_PROVIDED PASSAGE_:
** Start **

[spark] 02/02: [SPARK-38684][SS] Fix correctness issue on stream-stream outer join with RocksDB state store provider

kabhwan Fri, 01 Apr 2022 03:11:33 -0700

This is an automated email from the ASF dual-hosted git repository.

kabhwan pushed a commit to branch branch-3.2
in repository https://gitbox.apache.org/repos/asf/spark.git


commit 7e542f164a2f17501b153a2d7b8c53636a5bb9b8
Author: Jungtaek Lim <kabhwan.opensou...@gmail.com>
AuthorDate: Fri Apr 1 18:21:48 2022 +0900

    [SPARK-38684][SS] Fix correctness issue on stream-stream outer join with 
RocksDB state store provider
    
    (Credit to alex-balikov for the inspiration of the root cause observation, 
and anishshri-db for looking into the issue together.)
    
    This PR fixes the correctness issue on stream-stream outer join with 
RocksDB state store provider, which can occur in certain condition, like below:
    
    * stream-stream time interval outer join
      * left outer join has an issue on left side, right outer join has an 
issue on right side, full outer join has an issue on both sides
    * At batch N, produce non-late row(s) on the problematic side
    * At the same batch (batch N), some row(s) on the problematic side are 
evicted by the condition of watermark
    
    The root cause is same as 
[SPARK-38320](https://issues.apache.org/jira/browse/SPARK-38320) - weak read 
consistency on iterator, especially with RocksDB state store provider. (Quoting 
from SPARK-38320: The problem is due to the StateStore.iterator not reflecting 
StateStore changes made after its creation.)

** End **

_CHALLENGE 1_:
Summarize the Spark commit message in two sentences.
_CHALLENGE 2_:
Pick up the Spark commit message where it stops and continue it.

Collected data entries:
** Start **

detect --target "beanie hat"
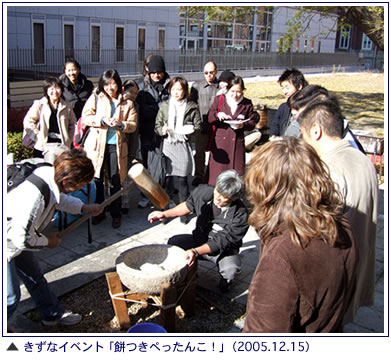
[147,55,166,74]
[219,70,235,83]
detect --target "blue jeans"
[7,251,65,321]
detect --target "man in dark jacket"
[136,55,170,208]
[148,170,249,292]
[60,59,94,119]
[269,68,308,137]
[190,61,219,186]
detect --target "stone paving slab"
[11,186,384,333]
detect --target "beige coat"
[23,96,77,151]
[82,90,137,183]
[321,140,378,323]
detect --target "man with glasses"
[190,61,219,186]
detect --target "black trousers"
[95,144,122,218]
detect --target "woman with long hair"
[23,77,76,158]
[60,59,94,119]
[82,69,137,228]
[207,76,257,186]
[155,76,201,222]
[244,137,358,333]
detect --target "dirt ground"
[23,73,384,333]
[27,277,246,333]
[245,72,384,137]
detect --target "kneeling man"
[148,170,249,292]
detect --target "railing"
[7,49,368,81]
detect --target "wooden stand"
[106,263,197,332]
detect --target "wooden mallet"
[59,161,170,238]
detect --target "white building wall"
[270,7,337,53]
[7,5,179,50]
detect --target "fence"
[7,49,362,81]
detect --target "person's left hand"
[81,204,104,216]
[185,249,196,266]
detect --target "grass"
[245,72,384,137]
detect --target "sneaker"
[167,200,176,209]
[137,198,149,209]
[111,218,121,229]
[219,278,231,294]
[92,212,106,225]
[191,177,203,187]
[42,310,82,326]
[180,215,190,225]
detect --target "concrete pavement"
[9,183,388,333]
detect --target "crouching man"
[148,170,248,292]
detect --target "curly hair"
[245,137,343,248]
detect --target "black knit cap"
[147,55,166,74]
[219,70,235,83]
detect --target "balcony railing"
[7,49,368,79]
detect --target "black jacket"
[269,102,291,136]
[136,73,170,139]
[186,185,249,255]
[60,73,94,119]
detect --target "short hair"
[168,76,189,99]
[53,149,95,191]
[42,77,64,98]
[278,68,308,90]
[64,58,81,71]
[142,54,154,76]
[122,79,139,99]
[287,85,340,110]
[297,100,344,138]
[245,136,343,248]
[227,76,246,90]
[98,69,122,97]
[204,60,217,71]
[216,170,244,201]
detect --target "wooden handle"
[59,181,135,238]
[59,161,170,238]
[128,162,170,209]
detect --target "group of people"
[148,69,378,333]
[7,55,378,332]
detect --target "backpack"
[7,162,52,207]
[73,118,90,149]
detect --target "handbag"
[206,94,225,151]
[22,133,35,149]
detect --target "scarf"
[226,95,244,115]
[167,98,187,143]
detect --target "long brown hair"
[245,137,342,248]
[53,149,95,192]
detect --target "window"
[115,26,125,62]
[158,29,166,50]
[138,28,145,61]
[64,24,75,60]
[33,22,45,65]
[361,34,372,50]
[91,25,100,63]
[339,25,351,49]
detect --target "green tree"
[180,6,384,52]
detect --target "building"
[7,4,179,73]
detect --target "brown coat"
[243,219,358,333]
[208,96,256,186]
[23,96,76,151]
[82,91,137,183]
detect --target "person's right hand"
[48,232,61,249]
[217,111,232,121]
[148,211,166,224]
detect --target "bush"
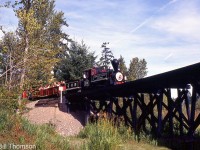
[78,119,132,150]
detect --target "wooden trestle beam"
[64,63,200,137]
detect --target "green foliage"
[79,119,133,150]
[55,41,96,80]
[119,55,127,74]
[128,57,147,81]
[0,0,71,89]
[98,42,114,66]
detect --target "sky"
[0,0,200,76]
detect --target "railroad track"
[35,98,60,107]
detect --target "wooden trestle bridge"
[64,63,200,141]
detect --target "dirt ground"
[23,101,85,136]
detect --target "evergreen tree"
[128,57,147,81]
[55,41,96,80]
[119,55,127,74]
[0,28,20,90]
[98,42,114,66]
[10,0,69,88]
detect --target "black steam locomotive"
[66,59,126,92]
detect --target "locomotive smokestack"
[111,59,119,72]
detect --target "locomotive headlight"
[83,73,86,79]
[115,72,123,81]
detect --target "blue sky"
[0,0,200,76]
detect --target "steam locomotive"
[22,59,126,99]
[66,59,126,92]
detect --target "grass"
[0,88,199,150]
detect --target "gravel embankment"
[23,101,84,136]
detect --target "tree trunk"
[20,33,29,89]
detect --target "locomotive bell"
[111,59,119,72]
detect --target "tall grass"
[78,119,133,150]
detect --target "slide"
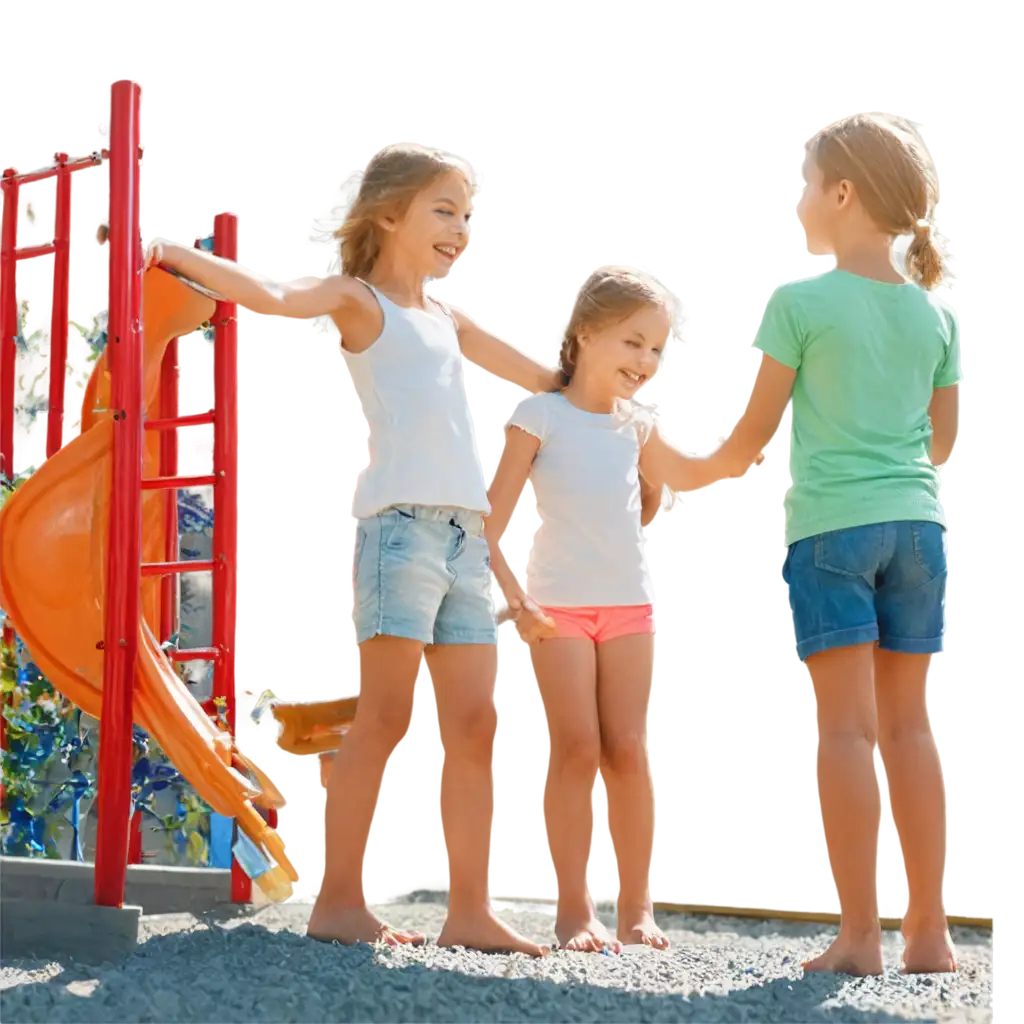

** End **

_EXERCISE RESULT 1_:
The commit fixes a correctness issue on stream-stream outer join with the RocksDB state store provider. The issue occurs in a time interval outer join when, in the same batch, non-late rows are produced on the problematic side and some rows on that side are evicted by the watermark condition, and its root cause is weak read consistency on the iterator, the same as in SPARK-38320.

_EXERCISE RESULT 2_:
    More specifically, if updates are performed during processing input rows 
and somehow updates the number of values for grouping key, the update is not 
seen in SymmetricHashJoinStateManager.removeByValueCondition, and the method 
does the eviction with the number of values in out of sync.
    
    Making it more worse, if the method performs the eviction and updates the 
number of values for grouping key, it "overwrites" the number of value, 
effectively drop all rows being inserted in the same batch.
    
    Below code blocks are references on understanding the details of the issue.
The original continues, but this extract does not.